Exercise requirements:
Show each line from the listing below that contains the word "plastic", copied in full. Uppercase and lowercase letters count as different.

Material provided:
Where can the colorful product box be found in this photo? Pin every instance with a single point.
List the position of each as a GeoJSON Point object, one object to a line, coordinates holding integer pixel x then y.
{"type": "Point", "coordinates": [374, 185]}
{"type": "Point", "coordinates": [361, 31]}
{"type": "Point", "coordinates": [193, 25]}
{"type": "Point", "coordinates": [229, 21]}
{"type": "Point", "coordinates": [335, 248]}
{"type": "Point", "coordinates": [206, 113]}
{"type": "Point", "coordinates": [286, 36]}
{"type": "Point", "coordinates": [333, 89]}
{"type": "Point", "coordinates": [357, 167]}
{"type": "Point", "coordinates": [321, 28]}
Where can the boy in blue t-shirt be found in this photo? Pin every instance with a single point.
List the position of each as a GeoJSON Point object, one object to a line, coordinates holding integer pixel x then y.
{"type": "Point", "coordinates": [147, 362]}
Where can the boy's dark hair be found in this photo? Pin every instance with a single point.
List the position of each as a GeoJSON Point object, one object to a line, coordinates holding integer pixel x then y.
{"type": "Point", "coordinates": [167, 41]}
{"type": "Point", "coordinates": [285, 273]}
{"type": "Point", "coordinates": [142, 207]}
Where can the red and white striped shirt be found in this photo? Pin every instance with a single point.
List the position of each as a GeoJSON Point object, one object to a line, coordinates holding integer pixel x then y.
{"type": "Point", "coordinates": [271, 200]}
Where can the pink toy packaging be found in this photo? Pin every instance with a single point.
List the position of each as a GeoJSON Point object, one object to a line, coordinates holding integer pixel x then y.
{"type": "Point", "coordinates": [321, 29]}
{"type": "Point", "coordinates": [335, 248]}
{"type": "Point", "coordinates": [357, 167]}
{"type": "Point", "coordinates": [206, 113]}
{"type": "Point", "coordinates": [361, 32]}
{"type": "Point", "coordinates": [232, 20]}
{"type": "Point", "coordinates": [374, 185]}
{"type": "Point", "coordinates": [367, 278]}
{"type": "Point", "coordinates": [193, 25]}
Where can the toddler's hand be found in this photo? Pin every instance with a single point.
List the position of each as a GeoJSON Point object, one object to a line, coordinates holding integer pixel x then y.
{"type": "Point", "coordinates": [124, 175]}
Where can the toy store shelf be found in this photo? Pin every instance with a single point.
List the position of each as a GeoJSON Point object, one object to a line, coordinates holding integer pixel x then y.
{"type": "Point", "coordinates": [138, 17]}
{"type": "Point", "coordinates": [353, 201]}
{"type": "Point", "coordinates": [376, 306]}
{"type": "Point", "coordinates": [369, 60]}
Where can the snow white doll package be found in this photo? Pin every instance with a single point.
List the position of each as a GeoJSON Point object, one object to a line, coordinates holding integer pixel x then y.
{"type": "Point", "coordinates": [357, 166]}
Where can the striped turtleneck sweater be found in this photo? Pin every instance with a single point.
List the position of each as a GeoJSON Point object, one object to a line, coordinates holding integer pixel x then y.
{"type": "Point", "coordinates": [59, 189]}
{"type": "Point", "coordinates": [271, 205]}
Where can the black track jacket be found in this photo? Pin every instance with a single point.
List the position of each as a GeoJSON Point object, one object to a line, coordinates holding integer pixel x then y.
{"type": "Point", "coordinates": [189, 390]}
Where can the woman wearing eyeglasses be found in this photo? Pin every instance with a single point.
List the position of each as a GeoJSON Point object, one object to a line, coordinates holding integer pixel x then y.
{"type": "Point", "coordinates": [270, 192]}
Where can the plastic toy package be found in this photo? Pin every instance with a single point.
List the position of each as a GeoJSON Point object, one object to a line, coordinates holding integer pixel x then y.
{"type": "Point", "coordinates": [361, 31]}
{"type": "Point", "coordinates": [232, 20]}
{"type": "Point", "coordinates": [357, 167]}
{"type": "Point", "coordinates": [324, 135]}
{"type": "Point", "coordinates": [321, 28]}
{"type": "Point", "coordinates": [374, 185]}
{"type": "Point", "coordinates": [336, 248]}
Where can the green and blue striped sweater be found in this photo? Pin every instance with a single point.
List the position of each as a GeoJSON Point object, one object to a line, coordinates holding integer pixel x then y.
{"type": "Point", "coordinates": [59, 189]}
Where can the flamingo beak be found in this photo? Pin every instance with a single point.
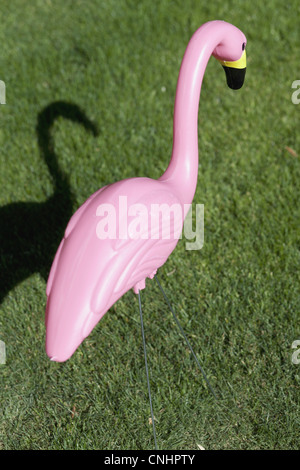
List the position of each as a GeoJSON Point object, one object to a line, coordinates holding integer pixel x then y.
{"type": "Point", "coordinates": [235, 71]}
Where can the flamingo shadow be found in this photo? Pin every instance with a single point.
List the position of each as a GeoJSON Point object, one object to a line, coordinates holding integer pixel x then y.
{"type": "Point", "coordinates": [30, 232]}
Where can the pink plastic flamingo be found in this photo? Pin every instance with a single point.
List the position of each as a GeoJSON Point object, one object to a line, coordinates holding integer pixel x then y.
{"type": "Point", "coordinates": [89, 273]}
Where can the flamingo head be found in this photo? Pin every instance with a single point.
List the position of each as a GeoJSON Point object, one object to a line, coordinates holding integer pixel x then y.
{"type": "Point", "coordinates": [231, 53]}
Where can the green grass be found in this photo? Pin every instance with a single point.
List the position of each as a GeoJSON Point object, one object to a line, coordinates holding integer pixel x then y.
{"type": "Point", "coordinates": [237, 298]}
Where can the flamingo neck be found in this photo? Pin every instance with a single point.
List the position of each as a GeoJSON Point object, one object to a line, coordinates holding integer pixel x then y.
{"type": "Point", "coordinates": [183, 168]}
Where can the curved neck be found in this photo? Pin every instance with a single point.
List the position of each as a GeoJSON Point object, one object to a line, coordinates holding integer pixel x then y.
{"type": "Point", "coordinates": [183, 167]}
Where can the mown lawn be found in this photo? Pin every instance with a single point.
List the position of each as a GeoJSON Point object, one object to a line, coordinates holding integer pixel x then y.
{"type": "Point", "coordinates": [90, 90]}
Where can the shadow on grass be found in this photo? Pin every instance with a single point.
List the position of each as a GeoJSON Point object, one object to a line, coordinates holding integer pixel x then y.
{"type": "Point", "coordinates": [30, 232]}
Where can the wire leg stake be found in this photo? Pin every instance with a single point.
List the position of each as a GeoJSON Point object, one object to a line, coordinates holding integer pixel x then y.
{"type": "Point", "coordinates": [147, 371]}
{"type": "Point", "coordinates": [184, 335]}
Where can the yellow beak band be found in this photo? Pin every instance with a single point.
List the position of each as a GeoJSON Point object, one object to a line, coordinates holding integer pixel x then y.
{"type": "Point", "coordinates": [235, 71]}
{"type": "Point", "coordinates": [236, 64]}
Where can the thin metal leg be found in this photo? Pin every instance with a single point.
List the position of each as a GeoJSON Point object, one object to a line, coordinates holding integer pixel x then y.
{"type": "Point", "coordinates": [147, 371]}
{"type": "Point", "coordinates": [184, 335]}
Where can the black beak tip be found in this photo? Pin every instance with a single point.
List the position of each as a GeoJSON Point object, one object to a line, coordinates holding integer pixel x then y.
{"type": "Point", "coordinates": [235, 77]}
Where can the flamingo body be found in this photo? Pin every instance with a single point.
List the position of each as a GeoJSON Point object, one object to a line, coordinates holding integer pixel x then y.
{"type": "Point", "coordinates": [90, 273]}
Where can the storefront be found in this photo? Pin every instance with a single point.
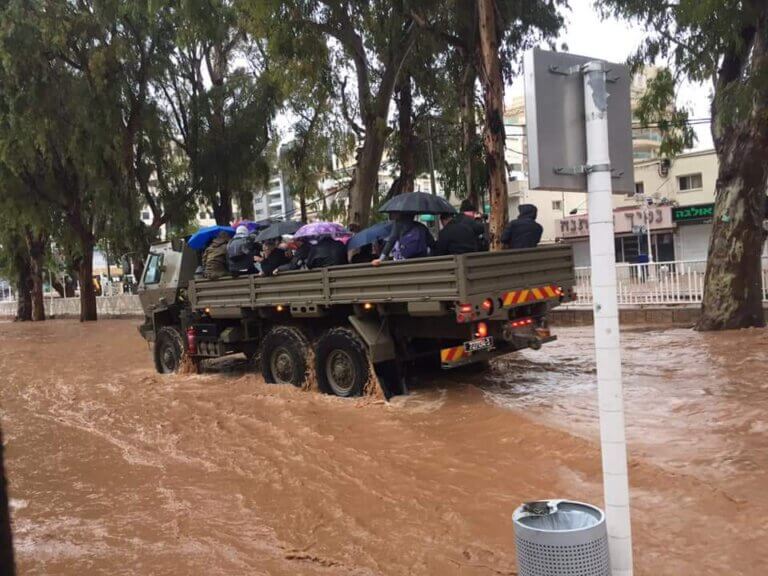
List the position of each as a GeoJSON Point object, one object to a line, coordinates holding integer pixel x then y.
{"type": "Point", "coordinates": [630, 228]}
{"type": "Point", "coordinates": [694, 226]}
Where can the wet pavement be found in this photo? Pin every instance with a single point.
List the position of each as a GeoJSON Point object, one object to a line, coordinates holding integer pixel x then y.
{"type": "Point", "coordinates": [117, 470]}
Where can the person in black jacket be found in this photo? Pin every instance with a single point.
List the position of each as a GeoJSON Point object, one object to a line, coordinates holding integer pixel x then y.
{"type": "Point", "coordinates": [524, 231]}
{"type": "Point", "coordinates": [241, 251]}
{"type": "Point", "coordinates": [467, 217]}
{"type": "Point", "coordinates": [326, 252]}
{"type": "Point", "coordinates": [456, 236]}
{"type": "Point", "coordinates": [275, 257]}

--

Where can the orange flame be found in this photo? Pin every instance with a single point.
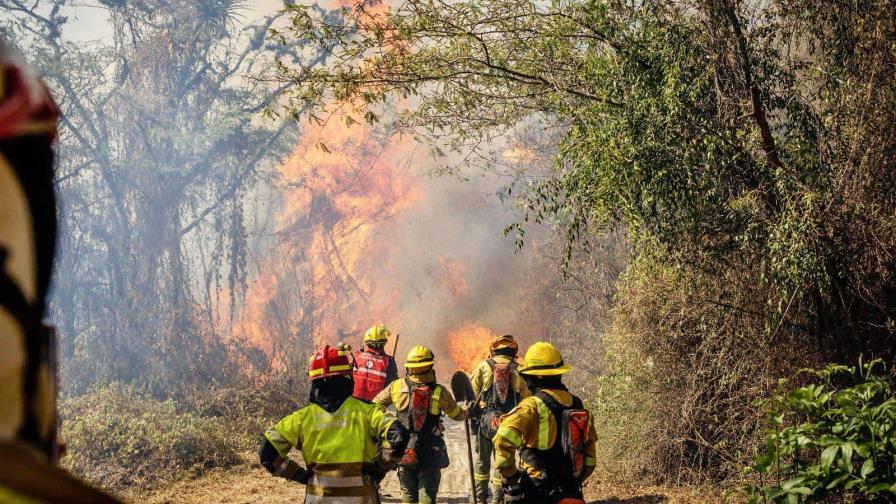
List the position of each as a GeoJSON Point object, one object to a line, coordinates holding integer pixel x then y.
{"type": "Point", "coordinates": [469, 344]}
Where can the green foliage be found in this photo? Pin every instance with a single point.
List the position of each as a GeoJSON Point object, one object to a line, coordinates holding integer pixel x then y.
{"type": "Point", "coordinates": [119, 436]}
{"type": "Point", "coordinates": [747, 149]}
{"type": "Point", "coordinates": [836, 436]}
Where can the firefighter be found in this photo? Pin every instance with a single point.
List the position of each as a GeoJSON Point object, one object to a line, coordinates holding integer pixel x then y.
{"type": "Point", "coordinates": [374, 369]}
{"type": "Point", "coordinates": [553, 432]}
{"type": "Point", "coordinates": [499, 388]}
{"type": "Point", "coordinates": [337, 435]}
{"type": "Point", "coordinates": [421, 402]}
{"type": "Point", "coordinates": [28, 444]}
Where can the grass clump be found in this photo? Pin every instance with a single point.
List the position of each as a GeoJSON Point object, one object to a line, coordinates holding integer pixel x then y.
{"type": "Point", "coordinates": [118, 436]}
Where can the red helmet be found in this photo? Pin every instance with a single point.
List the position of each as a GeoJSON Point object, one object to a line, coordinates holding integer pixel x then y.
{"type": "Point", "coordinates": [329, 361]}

Response to the exercise:
Where can the plastic toy package be found in this photo? Pin every instance with a single point.
Where can the pink plastic flamingo be found in this photo? Pin every instance with a single point.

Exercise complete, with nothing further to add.